Data extract →
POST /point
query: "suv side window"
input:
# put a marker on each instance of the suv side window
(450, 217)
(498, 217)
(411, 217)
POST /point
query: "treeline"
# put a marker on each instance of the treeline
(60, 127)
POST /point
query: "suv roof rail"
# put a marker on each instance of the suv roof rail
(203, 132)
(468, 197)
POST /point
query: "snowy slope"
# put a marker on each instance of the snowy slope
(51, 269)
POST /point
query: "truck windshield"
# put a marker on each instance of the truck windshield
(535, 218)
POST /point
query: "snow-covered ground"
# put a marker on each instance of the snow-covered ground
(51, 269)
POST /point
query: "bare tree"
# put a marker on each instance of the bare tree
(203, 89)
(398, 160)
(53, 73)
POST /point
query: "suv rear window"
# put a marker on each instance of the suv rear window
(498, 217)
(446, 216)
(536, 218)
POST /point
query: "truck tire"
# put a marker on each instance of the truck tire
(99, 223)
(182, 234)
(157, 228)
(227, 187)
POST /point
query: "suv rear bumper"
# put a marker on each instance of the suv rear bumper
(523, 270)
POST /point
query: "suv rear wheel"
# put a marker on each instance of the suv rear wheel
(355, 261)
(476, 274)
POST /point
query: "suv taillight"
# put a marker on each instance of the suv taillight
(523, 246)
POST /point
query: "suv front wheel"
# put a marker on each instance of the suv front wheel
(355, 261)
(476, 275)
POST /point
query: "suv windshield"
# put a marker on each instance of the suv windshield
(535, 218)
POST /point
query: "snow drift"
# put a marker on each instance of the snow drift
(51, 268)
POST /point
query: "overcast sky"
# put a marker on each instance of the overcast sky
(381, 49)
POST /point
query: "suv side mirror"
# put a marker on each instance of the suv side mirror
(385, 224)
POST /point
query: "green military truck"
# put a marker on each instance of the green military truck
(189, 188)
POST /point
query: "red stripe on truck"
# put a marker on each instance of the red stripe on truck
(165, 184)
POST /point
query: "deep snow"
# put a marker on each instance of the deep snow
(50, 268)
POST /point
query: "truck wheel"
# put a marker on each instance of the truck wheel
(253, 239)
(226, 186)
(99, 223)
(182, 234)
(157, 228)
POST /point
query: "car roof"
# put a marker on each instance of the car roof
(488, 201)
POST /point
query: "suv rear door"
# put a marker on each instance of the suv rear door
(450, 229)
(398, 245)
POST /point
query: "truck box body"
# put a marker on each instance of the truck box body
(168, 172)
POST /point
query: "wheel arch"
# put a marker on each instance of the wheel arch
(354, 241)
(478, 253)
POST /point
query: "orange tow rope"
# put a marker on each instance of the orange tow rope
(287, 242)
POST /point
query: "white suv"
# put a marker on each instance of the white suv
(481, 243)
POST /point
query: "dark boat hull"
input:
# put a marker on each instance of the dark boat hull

Written task → Repeat the data precisely, reproducing every entry.

Exercise solution →
POST /point
query: "suv side window"
input:
# put a marker on each instance of the suv side window
(450, 217)
(498, 217)
(411, 217)
POST /point
query: "treeline"
# put a marker on each instance of the treeline
(60, 127)
POST /point
query: "suv roof rail"
# put a marker on each instance of the suv roof rail
(203, 132)
(468, 197)
POST /point
query: "snowy slope"
# put a marker on each instance of the snowy slope
(51, 269)
POST /point
query: "truck windshield"
# put a marker on each instance of the truck windshield
(535, 218)
POST /point
query: "snow-covered ground"
# put a marker on each instance of the snow-covered ground
(51, 269)
POST /point
query: "bare tree"
# put a marker on each instance of the bare tree
(203, 89)
(398, 160)
(53, 73)
POST /point
query: "suv rear window"
# put a marker on each instance of the suv rear window
(498, 217)
(446, 216)
(536, 218)
POST /point
query: "truck tire"
# put a marker on each instance of the truck tire
(99, 223)
(182, 234)
(157, 228)
(227, 187)
POST /point
query: "suv rear bumper"
# put a marker on each instance of the suv rear bumper
(523, 270)
POST /point
query: "suv rear wheel"
# put a marker on each instance of the suv rear wheel
(355, 261)
(476, 274)
POST /point
query: "suv taillight"
# put a marker on each instance of the suv taillight
(523, 246)
POST /point
query: "suv front wheel"
# put a marker on each instance of the suv front wheel
(355, 261)
(476, 275)
POST /point
query: "suv windshield"
# put a marker on each instance of the suv windshield
(535, 218)
POST /point
query: "snow drift"
# put a marker on each instance of the snow drift
(51, 268)
POST /point
query: "overcast sky"
# put a marker on each instance of the overcast sky
(381, 49)
POST /point
query: "suv side mirror"
# put a marker on each instance of the suv side mirror
(385, 224)
POST /point
query: "green military truck"
# put a marker on each instance of the green military truck
(189, 188)
POST /point
query: "red stripe on truck"
# put a marker on each instance of the red stripe on truck
(165, 184)
POST /point
query: "deep snow"
# put a marker on each instance of the deep snow
(50, 268)
POST /point
query: "truck wheel"
# put a marker on each instance of the truck wheel
(253, 239)
(226, 186)
(99, 223)
(182, 234)
(157, 228)
POST /point
query: "car roof"
# put a marker on each instance of the car roof
(488, 201)
POST /point
query: "suv rear door"
# put a marker on each instance of the suv rear door
(450, 229)
(398, 245)
POST /point
query: "truck box body"
# put a marker on each instance of the truck box body
(168, 172)
POST /point
query: "wheel arch"
# put a marker on each instance of the wheel arch
(354, 241)
(478, 253)
POST /point
query: "orange tow rope"
# put a marker on each instance of the orange tow rope
(287, 242)
POST /point
query: "white suv"
# put a marker on each instance of the white suv
(481, 243)
POST /point
query: "dark boat hull"
input:
# put a marker on each instance of the dark boat hull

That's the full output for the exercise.